- **課題文**
少年式

なんだかすごく遠いような感じがするが
人はどんどんと形態を変えて進化(もしくはそれを退化と呼ぶのかも)
していくのだ。

14歳の2月。
少年式という、侍でいう元服の儀式が毎年に行われ
断ろうか迷ったまま母校の中学校へ講話にいった。
中学生の自分が、ぼんやりと遠くで
鈍色に光っていました。
新しい体育館の匂いは昔よりも清潔で
鳩の糞は落ちていなかった。

私が多分一番自由で
私の方が子供のようだった。
目の前にいる生徒たちは
全員マスクをして
同じ色のゴムで髪を一つに束ねて
おくれ毛一本出ないように
後ろからヘアピンでとめていた
金髪は誰もいなかった
スカートを短くする者も
長くするものも見当たらなかった。

いいことじゃないか。でも
どうして怖さを感じたのだろうか。

- **提供資料**
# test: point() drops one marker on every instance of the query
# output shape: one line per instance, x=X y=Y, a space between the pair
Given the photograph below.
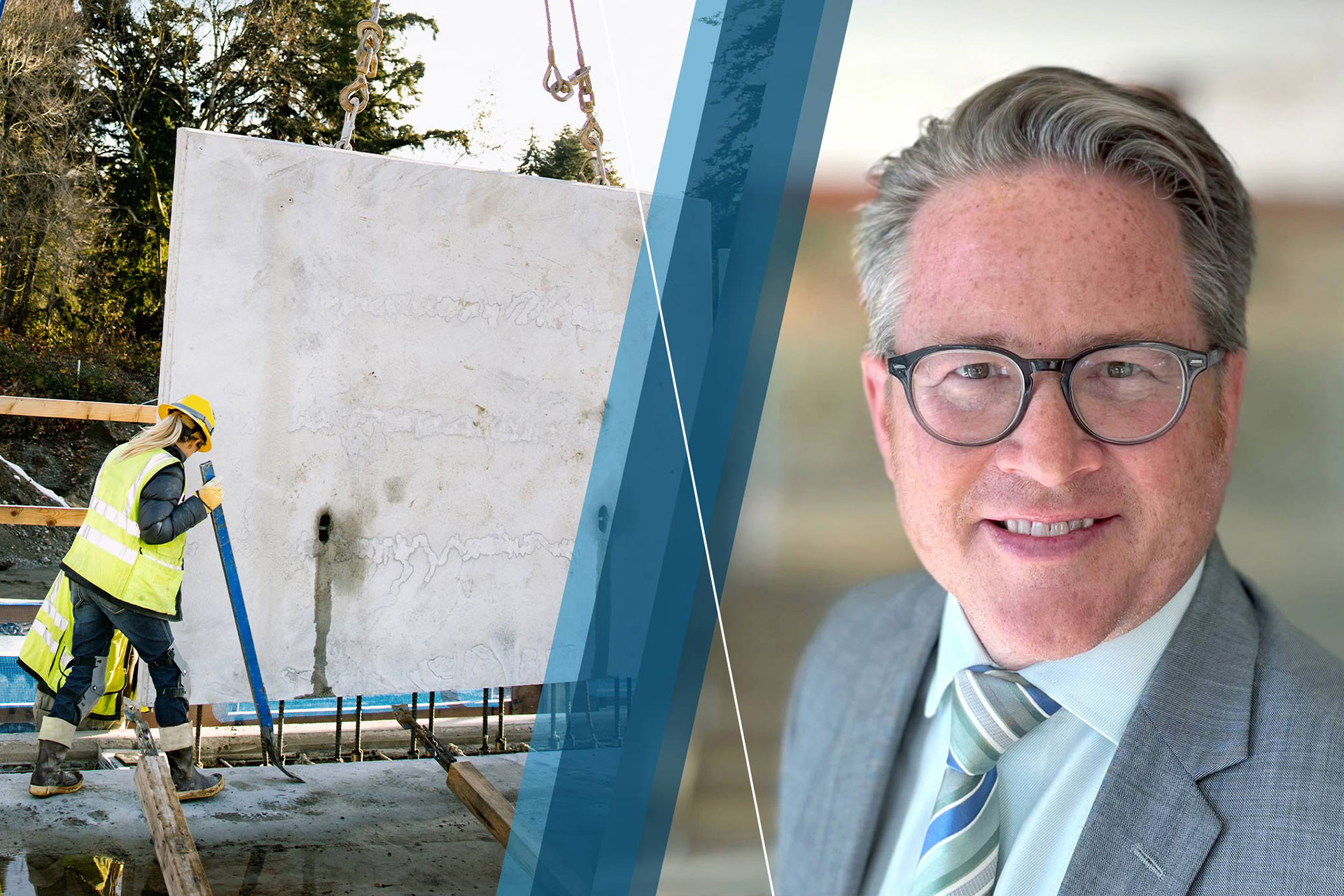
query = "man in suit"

- **指示文 1**
課題文の「なんだかすごく遠いような感じがするが」から「私の方が子供のようだった。」までを、両端の語句も含めてそのまま書き写しなさい。
- **指示文 2**
課題文について、次の問いに答えなさい。
(a) 少年式の時期として示されている年齢と月は何か。
(b) 新しい体育館に落ちていなかったものは何か。
(c) 生徒たちは髪を何で一つに束ねていたか。

- **解答全文 1**
なんだかすごく遠いような感じがするが
人はどんどんと形態を変えて進化(もしくはそれを退化と呼ぶのかも)
していくのだ。

14歳の2月。
少年式という、侍でいう元服の儀式が毎年に行われ
断ろうか迷ったまま母校の中学校へ講話にいった。
中学生の自分が、ぼんやりと遠くで
鈍色に光っていました。
新しい体育館の匂いは昔よりも清潔で
鳩の糞は落ちていなかった。

私が多分一番自由で
私の方が子供のようだった。

- **解答全文 2**
(a) 14歳の2月
(b) 鳩の糞
(c) 同じ色のゴム